§ Exercise
Reproduce all of the records below, swapping "come across" for "spot" wherever it occurs and changing nothing else.

§ Material supplied
■ ■ ■ ■ ■ ■ ■

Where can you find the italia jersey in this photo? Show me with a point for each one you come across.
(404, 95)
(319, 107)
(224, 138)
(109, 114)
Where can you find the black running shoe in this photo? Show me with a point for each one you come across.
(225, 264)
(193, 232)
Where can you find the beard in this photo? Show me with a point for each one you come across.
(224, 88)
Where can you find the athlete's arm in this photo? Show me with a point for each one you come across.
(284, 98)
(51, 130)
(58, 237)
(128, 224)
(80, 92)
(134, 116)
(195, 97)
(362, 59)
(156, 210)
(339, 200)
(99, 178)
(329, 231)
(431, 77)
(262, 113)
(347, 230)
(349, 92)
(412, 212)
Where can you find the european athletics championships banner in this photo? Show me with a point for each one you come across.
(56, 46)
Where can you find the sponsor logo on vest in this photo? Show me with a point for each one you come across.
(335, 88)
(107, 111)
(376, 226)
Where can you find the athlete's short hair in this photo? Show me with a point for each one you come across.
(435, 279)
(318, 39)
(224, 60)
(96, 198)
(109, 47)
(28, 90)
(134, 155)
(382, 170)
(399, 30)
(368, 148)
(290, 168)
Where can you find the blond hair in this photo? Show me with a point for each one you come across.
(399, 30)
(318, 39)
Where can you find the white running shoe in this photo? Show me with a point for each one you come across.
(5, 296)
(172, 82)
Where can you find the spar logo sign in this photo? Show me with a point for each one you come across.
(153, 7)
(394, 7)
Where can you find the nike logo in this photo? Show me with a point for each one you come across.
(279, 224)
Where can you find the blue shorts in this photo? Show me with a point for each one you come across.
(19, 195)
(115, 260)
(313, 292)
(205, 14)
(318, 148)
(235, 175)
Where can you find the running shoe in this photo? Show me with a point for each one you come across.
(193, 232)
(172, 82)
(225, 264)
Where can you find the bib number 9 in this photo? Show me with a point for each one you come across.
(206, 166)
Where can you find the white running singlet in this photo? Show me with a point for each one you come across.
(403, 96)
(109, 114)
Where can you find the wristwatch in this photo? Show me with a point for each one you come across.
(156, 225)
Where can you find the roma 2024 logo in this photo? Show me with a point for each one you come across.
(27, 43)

■ ■ ■ ■ ■ ■ ■

§ Output of the task
Where can you find the italia jersey in this photo? Show me with a point for each one you spot.
(404, 95)
(319, 107)
(224, 138)
(109, 114)
Where can you find the black running shoe in this photo? Show me with a point for each one you spot.
(225, 264)
(193, 232)
Where can you find the beard in this photo? Show me with a point for each one you spot.
(224, 88)
Where can you find the athlete's arm in this photo? Show me with a point for each one you spot.
(284, 98)
(51, 130)
(58, 237)
(128, 224)
(80, 92)
(134, 116)
(195, 97)
(362, 59)
(156, 210)
(339, 200)
(99, 178)
(329, 231)
(431, 77)
(262, 113)
(347, 230)
(349, 92)
(412, 212)
Where can you find the european athletics championships banner in this photo? Show me with a point for each one you spot.
(56, 46)
Where can you find the sponsor logo on vest in this photo? Show me with a point for each one you spot.
(335, 88)
(107, 111)
(376, 226)
Where can you find the athlete's short hair in this photo? Show me with a point for each one you spot.
(435, 279)
(318, 39)
(224, 60)
(96, 198)
(109, 47)
(28, 90)
(134, 155)
(382, 170)
(399, 30)
(368, 148)
(290, 168)
Where can you find the blond hair in this photo? Show me with a point for each one you spot.
(399, 30)
(318, 39)
Where can you find the white running shoe in this photo? Show me with a point for each one you spot.
(5, 296)
(172, 82)
Where can you find the spar logo sign in this photo? Show me with a point for each one you spot.
(153, 7)
(394, 7)
Where can you find the nike logo in this photo? Show me with a point for each one you spot.
(279, 224)
Where can you find the blue shorts in this photo? Show me with a point for each one you spot.
(19, 195)
(115, 260)
(313, 292)
(205, 14)
(318, 148)
(235, 175)
Where can you find the running shoe in this photo? Show me with a point for each one you spot.
(193, 232)
(172, 82)
(225, 264)
Where can you find the bib number 9 in this photo? Show me with a point for each one you spot.
(206, 166)
Where can you find the white running singlet in this photo? Show me with a point for each one you spot.
(403, 96)
(109, 114)
Where can you find the wristwatch in this photo? Show me with a point for each one you spot.
(156, 225)
Where can you find the roma 2024 logo in this photo? Show me with a point for each one you spot.
(27, 43)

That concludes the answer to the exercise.